* **Task prompt**:
Copy out the data below with every "field scouting" replaced by "street survey", and leave everything else as it is.

═══ Entries supplied

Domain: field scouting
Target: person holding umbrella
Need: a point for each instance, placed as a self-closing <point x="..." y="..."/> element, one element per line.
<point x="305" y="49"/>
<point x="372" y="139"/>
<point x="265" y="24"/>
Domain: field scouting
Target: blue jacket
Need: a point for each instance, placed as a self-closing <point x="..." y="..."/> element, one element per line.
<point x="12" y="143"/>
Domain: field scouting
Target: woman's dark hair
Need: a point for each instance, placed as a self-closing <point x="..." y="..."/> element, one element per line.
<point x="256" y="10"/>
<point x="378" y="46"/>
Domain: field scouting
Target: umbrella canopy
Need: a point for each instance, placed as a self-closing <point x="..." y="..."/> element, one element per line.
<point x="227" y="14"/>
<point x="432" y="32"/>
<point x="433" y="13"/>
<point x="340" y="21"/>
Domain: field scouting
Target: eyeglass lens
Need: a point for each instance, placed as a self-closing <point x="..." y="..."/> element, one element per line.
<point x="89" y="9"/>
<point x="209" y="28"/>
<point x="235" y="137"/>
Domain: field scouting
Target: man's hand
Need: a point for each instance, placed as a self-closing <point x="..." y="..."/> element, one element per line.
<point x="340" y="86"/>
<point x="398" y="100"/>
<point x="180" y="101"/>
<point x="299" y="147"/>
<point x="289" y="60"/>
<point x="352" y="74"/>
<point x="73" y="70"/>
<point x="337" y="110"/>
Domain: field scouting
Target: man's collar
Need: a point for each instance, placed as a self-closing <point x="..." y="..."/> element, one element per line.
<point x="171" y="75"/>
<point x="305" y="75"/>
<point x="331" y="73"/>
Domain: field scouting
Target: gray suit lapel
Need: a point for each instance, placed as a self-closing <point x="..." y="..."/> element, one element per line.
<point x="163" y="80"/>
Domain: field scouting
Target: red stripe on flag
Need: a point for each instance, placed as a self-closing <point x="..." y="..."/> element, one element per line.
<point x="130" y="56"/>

══════

* **Written answer**:
Domain: street survey
Target: person holding umbrella
Need: a point for each instance, placed as a self-closing <point x="..." y="..."/> element, one element per line.
<point x="305" y="49"/>
<point x="372" y="139"/>
<point x="265" y="24"/>
Domain: street survey
Target: blue jacket
Need: a point for each instance, placed as a self-closing <point x="..." y="..."/> element, one element per line.
<point x="12" y="143"/>
Domain: street survey
Target: woman's dark hair
Need: a point for each instance, placed as a self-closing <point x="..." y="..."/> element, one element per line.
<point x="256" y="10"/>
<point x="378" y="46"/>
Domain: street survey
Target: umbrella canopy
Need: a point for each instance, placed as a self-closing <point x="..." y="..."/> element, one element per line.
<point x="227" y="14"/>
<point x="432" y="32"/>
<point x="433" y="13"/>
<point x="340" y="21"/>
Domain: street survey
Target: eyeglass lens
Need: a point for each instance, placed as a self-closing <point x="..." y="..."/> element, one element per line.
<point x="89" y="9"/>
<point x="209" y="28"/>
<point x="235" y="137"/>
Domain: street survey
Target: man's hand
Need: a point for each instance, placed as a self-closing <point x="..." y="..."/> element, one element per line.
<point x="340" y="86"/>
<point x="398" y="100"/>
<point x="180" y="101"/>
<point x="299" y="147"/>
<point x="289" y="60"/>
<point x="352" y="74"/>
<point x="73" y="70"/>
<point x="337" y="110"/>
Domain: street survey
Target: man's collar
Need: a point for each instance, placed as a self-closing <point x="..." y="..."/> element, one element per line.
<point x="171" y="75"/>
<point x="305" y="75"/>
<point x="331" y="73"/>
Domain: street survey
Target: gray suit lapel
Need: a point for each instance, placed as a self-closing <point x="..." y="..."/> element, one element per line.
<point x="163" y="80"/>
Domain: street survey
Target: red stripe on flag
Need: a point for each instance, placed as a self-closing <point x="..." y="..."/> element, one element per line.
<point x="130" y="56"/>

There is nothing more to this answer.